### Goal 1
Retype the lines of the listing from the line containing "Where can you see the red car" through the line containing "point(261, 172)", inclusive.

ECE 8803: Online Decision Making in Machine Learning (Spring 2025)

Times: Tuesday and Thursday, 3:30-4:45 pm

Location: MoSE building, room 1224

Instructor: Vidya K Muthukumar (vmuthukumar8@gatech.edu)

Office Hours: Tuesday and Thursday 4:45-5:30 pm (after class), location TBD

Prerequisites: undergraduate probability (ECE3077 or equivalent), undergraduate linear algebra (MATH 2551 or equivalent). Mathematical maturity and familiarity with proof-based arguments will be assumed.

Brief description: In many applications of machine learning (ML), data is collected sequentially; moreover, decisions can impact performance both in the present and the future. This class will deal with the design of ML algorithms for real- time decision making, including reinforcement learning. Classical applications in engineering and modern applications in the ML pipeline will both be discussed, but the focus of the course will be foundational — on understanding design principles and the inner workings of algorithms for online decision-making.

Upon successful completion of this course, students will be able to:

Understand and explain the basic design principles of any online algorithm under diverse assumptions on the environment and reward feedback mechanism.
Understand how these principles relate to classical concepts in information theory, signal processing, communications, and control theory.
Assess the efficacy of an online algorithm for an engineering/machine learning application based on its performance guarantees, tractability of implementation, scalability and assumptions made on the environment.
Appreciate how online algorithms relate to other aspects of the machine learning pipeline.

[Dataset excerpts on pointing to objects]
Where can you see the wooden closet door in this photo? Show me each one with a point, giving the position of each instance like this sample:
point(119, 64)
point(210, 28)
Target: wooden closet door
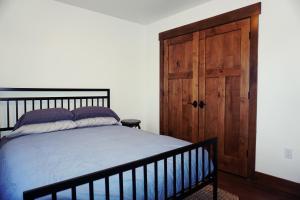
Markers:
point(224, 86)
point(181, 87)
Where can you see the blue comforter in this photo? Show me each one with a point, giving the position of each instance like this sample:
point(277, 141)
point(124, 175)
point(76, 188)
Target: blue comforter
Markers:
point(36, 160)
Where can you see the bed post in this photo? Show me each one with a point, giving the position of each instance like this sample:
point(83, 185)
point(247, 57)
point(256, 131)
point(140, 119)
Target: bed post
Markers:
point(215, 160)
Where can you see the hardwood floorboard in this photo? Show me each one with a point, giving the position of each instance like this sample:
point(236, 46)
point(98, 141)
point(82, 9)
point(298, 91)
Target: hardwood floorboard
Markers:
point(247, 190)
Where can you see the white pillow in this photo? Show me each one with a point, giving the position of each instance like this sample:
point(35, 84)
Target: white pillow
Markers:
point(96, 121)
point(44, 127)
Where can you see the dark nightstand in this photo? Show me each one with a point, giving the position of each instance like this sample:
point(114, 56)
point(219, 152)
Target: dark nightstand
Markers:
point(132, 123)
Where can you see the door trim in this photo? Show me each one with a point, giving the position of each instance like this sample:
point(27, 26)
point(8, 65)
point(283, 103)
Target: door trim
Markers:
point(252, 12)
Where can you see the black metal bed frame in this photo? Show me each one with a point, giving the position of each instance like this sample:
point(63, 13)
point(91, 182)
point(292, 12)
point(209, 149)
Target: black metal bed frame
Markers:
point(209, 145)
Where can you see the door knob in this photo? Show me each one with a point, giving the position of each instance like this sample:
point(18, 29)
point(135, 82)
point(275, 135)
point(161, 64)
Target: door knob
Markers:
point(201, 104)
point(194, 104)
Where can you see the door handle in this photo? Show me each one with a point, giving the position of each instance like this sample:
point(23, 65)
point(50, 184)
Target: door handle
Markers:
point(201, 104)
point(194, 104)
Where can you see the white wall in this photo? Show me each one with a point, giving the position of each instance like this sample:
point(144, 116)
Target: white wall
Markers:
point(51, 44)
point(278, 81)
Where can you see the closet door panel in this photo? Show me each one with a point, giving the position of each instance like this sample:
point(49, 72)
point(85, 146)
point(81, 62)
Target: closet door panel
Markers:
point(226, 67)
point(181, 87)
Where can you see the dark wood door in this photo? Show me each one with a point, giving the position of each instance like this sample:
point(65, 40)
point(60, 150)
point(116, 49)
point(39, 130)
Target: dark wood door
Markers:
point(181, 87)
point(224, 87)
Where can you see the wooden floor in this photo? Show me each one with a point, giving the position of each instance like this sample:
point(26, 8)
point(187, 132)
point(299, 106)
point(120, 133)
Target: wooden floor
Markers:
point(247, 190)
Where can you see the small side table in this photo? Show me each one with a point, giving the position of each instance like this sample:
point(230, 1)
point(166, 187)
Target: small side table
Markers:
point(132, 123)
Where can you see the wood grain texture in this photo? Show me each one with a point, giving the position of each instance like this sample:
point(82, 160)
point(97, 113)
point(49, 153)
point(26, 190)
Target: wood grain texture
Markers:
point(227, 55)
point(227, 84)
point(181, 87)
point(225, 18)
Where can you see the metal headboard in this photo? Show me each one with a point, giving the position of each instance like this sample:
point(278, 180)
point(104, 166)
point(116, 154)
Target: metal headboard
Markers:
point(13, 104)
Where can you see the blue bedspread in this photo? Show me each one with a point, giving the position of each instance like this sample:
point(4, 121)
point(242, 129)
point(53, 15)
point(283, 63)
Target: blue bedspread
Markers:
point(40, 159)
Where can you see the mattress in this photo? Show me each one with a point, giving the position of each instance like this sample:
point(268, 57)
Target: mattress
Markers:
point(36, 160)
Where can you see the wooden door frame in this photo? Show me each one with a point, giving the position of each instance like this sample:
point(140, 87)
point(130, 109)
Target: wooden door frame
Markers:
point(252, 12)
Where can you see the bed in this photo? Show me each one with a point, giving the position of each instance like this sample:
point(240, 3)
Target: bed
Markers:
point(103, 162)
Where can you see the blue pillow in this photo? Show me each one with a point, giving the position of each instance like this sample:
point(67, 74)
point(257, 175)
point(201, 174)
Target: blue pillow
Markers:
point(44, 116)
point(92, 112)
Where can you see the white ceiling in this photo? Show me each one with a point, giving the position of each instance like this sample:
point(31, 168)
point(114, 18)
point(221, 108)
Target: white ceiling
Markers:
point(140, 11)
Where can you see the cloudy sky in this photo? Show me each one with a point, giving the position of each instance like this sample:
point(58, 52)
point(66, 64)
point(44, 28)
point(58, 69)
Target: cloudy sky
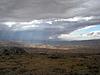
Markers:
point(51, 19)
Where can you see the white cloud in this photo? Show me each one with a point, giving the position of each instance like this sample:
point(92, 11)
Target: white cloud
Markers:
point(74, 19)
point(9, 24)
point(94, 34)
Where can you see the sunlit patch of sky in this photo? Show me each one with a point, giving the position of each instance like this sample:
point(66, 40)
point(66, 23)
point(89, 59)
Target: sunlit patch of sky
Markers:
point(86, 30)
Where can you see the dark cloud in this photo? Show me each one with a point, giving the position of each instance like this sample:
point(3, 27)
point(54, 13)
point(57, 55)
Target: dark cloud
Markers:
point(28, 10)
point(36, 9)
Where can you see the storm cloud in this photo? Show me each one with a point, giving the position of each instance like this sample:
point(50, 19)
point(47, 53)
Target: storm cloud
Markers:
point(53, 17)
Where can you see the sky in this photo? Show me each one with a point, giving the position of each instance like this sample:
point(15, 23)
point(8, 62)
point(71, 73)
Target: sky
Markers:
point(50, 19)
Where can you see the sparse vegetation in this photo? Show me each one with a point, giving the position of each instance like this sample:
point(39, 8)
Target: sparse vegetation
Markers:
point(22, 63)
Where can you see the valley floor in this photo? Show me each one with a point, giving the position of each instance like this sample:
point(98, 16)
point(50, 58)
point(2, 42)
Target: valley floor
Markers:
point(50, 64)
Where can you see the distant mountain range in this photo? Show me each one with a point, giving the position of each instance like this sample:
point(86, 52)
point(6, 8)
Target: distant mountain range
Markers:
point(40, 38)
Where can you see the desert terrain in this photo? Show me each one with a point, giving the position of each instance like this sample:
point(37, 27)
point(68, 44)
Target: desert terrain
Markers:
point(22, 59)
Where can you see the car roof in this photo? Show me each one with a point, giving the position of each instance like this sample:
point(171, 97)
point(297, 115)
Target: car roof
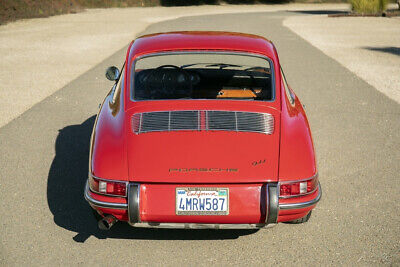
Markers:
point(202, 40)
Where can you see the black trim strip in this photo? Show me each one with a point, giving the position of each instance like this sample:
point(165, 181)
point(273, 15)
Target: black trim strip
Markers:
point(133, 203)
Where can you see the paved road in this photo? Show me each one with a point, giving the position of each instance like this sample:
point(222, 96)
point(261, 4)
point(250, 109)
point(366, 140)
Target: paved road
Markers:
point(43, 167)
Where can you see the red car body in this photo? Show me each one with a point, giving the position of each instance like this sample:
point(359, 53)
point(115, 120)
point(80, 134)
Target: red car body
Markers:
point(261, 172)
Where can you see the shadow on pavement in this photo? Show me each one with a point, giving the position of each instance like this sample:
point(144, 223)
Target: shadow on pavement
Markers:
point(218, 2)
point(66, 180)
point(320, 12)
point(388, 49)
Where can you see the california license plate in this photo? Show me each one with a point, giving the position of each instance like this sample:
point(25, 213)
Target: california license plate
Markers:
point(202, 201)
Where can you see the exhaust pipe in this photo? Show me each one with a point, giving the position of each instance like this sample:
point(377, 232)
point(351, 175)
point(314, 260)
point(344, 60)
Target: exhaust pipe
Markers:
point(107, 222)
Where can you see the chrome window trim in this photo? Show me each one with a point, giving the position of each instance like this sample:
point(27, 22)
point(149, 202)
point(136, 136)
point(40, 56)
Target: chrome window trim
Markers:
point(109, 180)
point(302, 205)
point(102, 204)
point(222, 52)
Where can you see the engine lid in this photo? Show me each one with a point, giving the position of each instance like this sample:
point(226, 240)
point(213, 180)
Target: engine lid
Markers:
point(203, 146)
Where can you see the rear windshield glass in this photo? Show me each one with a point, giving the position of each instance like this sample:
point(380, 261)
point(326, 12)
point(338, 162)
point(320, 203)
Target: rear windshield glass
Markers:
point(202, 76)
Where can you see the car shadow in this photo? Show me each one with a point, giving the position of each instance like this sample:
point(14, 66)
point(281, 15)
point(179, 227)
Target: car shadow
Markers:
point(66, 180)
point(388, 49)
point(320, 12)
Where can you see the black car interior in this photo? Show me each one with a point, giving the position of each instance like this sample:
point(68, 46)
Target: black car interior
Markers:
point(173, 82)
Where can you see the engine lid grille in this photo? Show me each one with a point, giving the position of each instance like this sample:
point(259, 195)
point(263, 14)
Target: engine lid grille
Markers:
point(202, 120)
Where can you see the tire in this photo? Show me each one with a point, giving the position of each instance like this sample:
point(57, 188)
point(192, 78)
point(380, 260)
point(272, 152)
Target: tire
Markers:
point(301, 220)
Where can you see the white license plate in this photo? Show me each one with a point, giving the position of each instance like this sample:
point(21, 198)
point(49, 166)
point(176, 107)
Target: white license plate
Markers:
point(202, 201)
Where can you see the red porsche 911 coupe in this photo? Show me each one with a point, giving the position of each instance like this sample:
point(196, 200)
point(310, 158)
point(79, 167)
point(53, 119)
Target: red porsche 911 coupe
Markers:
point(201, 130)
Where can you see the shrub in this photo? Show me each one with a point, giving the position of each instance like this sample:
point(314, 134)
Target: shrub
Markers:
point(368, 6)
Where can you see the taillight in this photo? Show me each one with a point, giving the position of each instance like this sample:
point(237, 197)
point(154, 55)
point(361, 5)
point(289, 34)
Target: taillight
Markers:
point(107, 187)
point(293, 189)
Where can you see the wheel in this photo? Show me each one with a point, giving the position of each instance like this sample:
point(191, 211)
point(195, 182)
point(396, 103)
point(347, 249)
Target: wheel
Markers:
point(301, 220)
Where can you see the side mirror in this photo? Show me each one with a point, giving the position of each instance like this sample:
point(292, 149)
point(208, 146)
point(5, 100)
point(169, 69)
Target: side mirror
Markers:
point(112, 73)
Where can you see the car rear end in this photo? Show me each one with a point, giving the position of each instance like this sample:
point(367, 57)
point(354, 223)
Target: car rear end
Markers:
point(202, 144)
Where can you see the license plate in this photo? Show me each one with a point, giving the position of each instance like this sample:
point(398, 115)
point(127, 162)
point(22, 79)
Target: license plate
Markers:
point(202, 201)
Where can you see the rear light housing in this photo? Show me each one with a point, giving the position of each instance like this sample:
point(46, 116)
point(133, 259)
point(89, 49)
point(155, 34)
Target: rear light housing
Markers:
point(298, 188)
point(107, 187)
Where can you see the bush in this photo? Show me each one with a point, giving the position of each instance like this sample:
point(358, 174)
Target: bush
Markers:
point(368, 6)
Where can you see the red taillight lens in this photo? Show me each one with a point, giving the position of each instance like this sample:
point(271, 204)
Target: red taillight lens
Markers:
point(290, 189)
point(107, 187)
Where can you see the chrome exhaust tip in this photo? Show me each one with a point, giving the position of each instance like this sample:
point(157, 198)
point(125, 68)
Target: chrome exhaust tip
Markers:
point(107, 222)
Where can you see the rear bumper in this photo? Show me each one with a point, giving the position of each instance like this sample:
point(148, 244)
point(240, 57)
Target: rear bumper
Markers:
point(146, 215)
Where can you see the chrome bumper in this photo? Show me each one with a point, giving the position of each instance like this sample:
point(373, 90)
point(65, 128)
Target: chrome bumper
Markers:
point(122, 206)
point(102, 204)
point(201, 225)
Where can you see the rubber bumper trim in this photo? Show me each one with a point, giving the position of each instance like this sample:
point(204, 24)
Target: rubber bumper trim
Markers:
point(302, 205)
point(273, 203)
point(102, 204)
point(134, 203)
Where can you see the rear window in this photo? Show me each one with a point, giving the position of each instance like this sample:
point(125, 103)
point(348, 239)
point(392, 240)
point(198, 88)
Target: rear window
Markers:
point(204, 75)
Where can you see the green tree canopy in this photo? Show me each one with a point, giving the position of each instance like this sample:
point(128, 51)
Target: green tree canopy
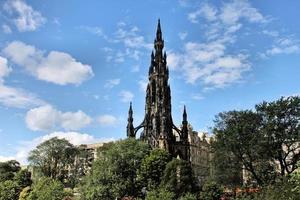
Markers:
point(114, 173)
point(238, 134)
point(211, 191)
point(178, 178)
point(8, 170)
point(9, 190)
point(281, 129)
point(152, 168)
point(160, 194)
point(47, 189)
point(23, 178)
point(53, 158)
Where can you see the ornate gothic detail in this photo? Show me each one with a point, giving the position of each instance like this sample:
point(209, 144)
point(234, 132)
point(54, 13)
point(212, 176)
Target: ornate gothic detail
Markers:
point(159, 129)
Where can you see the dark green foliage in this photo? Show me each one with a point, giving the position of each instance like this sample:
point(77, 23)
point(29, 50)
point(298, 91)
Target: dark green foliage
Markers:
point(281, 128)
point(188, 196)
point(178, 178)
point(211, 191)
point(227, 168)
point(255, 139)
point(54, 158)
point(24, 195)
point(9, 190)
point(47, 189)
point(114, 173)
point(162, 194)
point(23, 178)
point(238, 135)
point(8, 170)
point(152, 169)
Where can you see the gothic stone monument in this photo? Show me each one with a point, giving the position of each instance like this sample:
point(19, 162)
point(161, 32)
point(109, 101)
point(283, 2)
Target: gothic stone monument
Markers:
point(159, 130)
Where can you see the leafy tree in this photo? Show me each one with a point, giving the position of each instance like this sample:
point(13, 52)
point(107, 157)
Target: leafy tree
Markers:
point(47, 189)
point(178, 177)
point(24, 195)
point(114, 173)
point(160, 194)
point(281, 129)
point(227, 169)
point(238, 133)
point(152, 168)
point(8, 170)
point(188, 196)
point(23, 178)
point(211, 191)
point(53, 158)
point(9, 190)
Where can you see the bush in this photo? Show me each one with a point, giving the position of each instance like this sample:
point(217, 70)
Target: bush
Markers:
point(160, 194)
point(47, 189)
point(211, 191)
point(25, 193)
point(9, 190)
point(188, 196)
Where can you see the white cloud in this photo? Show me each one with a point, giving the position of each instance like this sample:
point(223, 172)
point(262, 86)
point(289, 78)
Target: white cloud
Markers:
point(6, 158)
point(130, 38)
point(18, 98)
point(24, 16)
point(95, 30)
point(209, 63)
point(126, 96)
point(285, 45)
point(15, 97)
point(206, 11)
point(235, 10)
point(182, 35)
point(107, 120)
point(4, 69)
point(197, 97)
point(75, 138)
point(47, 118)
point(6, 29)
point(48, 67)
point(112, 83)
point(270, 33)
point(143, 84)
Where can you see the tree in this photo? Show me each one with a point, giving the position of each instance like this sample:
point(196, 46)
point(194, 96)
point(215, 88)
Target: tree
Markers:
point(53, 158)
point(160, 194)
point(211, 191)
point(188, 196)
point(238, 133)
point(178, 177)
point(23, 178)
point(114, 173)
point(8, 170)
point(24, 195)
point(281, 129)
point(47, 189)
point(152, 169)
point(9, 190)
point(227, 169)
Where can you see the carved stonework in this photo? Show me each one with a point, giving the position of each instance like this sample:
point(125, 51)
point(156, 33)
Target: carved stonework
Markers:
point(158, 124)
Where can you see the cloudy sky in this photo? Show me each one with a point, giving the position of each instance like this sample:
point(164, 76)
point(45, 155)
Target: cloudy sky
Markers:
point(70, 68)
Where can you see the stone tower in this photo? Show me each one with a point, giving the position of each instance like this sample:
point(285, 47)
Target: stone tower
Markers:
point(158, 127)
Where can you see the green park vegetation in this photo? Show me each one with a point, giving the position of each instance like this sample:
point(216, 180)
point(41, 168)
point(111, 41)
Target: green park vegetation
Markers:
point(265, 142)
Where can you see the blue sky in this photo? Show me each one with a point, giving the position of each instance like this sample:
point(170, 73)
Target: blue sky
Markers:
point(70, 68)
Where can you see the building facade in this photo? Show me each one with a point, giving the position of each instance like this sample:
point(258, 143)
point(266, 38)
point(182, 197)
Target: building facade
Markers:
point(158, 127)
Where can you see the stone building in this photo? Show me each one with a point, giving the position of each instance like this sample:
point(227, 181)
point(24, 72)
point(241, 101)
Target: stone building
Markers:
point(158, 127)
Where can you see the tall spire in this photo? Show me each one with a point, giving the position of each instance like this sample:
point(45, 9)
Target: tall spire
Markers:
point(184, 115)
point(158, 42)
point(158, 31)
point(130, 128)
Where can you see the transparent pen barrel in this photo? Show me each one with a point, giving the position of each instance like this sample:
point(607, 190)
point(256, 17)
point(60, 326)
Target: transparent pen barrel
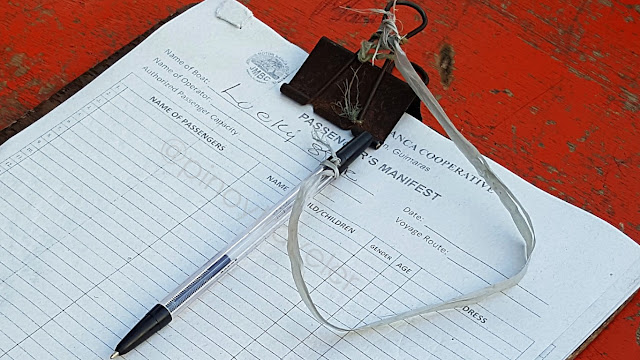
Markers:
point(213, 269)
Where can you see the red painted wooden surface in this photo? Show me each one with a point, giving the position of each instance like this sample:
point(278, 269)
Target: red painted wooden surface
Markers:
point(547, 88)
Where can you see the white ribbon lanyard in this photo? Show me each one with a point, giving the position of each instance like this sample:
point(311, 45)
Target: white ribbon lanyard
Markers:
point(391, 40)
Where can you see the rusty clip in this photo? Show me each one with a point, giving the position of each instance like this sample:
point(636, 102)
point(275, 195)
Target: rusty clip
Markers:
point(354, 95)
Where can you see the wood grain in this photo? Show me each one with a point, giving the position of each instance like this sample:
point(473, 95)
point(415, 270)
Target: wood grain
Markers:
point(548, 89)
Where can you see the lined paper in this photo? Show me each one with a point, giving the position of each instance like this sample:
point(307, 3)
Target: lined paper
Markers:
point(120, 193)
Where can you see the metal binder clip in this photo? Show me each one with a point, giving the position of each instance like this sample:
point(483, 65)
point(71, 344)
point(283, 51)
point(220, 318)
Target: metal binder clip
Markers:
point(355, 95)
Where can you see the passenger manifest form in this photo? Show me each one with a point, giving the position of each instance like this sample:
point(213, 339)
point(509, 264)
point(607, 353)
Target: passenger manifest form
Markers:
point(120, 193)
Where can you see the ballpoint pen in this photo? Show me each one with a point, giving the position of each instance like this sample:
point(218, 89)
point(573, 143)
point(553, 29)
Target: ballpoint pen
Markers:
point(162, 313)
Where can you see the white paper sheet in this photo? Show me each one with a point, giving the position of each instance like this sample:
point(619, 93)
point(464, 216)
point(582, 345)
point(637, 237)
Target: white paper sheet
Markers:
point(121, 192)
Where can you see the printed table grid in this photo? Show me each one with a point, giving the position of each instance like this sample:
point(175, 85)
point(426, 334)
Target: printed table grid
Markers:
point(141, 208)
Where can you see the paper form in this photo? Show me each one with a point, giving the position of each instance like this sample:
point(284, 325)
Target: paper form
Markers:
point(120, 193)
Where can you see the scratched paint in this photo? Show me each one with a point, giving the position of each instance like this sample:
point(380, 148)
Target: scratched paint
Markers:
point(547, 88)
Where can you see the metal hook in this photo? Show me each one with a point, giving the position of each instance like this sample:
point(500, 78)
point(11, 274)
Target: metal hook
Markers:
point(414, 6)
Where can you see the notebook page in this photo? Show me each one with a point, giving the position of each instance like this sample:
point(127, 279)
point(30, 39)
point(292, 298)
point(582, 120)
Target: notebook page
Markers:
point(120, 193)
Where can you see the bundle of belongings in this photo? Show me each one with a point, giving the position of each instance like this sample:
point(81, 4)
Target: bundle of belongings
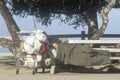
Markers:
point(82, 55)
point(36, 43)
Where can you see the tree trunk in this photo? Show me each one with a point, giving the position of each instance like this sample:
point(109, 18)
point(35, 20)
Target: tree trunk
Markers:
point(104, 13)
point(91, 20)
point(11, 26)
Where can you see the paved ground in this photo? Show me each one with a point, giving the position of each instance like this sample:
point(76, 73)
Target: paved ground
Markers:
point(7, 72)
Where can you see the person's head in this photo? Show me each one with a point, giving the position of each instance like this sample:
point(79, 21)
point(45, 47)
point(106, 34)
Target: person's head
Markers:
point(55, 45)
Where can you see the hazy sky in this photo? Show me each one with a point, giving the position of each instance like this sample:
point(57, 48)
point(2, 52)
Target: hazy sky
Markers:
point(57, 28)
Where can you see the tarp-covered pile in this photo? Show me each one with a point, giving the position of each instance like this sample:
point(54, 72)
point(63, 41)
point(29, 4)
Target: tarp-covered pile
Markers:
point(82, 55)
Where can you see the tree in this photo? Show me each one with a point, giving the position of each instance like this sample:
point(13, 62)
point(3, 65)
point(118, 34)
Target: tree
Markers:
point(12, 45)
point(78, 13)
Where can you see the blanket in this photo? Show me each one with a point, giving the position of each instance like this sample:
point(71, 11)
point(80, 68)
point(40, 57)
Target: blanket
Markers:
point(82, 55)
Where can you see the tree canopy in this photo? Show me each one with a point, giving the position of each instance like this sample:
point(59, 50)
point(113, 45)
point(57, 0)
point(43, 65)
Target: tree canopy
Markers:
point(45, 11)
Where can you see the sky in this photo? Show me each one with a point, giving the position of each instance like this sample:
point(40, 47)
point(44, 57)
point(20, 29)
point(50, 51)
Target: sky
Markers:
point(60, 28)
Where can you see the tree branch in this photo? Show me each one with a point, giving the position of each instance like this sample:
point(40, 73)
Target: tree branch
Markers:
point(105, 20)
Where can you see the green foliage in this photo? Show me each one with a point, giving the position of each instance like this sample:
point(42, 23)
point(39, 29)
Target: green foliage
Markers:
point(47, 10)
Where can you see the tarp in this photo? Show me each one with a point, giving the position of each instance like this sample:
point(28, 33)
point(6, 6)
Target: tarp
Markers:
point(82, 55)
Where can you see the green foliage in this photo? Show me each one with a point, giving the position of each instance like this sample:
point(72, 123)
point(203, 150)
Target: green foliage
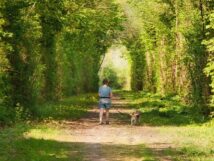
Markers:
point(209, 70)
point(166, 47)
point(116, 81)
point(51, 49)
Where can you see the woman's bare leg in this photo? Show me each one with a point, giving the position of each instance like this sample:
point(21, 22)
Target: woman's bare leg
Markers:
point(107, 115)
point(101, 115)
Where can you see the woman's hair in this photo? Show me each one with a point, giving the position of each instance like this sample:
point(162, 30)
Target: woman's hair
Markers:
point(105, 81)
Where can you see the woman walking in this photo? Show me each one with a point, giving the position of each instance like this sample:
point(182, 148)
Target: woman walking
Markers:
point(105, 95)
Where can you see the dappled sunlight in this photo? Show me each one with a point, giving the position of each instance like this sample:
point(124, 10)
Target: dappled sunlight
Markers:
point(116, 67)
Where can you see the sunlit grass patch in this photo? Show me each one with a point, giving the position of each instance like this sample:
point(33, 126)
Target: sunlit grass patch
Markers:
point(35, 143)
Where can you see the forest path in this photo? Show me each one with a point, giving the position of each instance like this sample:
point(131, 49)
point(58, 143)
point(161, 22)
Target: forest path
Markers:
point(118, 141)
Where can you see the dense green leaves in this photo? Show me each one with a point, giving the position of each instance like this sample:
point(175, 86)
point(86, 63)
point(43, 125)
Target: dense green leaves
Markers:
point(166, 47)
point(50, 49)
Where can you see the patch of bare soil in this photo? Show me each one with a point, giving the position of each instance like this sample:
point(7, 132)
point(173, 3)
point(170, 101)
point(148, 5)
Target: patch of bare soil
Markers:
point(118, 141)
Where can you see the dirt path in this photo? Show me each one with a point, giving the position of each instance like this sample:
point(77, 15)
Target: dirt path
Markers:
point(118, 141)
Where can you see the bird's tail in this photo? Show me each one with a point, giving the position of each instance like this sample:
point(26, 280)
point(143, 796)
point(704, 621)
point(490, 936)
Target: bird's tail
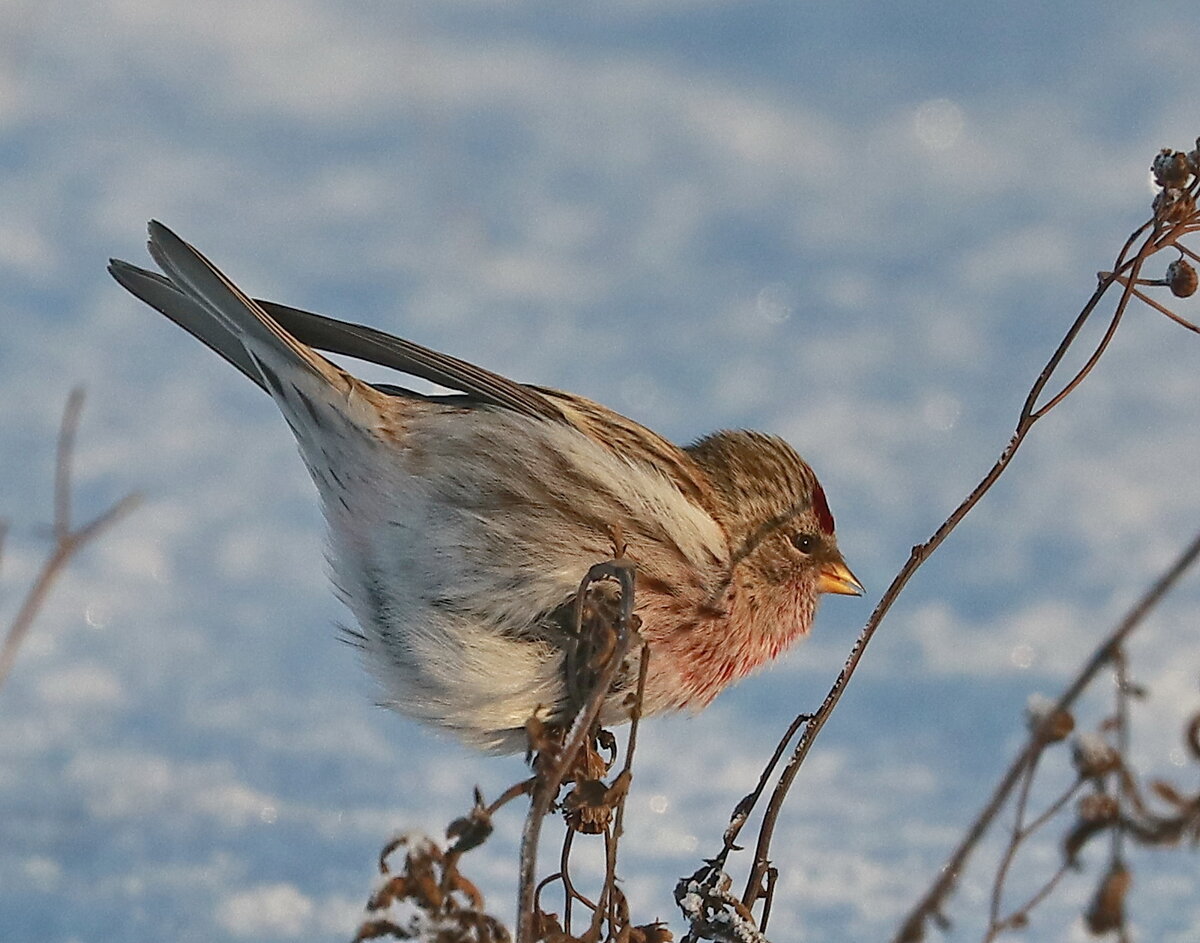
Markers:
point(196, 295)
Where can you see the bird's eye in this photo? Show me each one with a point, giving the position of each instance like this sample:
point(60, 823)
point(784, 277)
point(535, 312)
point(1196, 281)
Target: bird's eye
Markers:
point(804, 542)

### Goal 2
Based on the course page, state whether each of the following agrees with it, answering yes or no and quoting the words that decide it: (a) The class meets on Tuesdays and Thursdays. (b) Office hours are held before class. (c) Reinforcement learning is excluded from the course.

### Written response 1
Where can you see the red car body in this photo? Show me each one with a point, giving the position of each instance like this sample:
point(359, 53)
point(115, 120)
point(80, 134)
Target: red car body
Markers:
point(261, 172)

### Written response 2
(a) Yes: "Times: Tuesday and Thursday, 3:30-4:45 pm"
(b) No: "Office Hours: Tuesday and Thursday 4:45-5:30 pm (after class)"
(c) No: "This class will deal with the design of ML algorithms for real- time decision making, including reinforcement learning."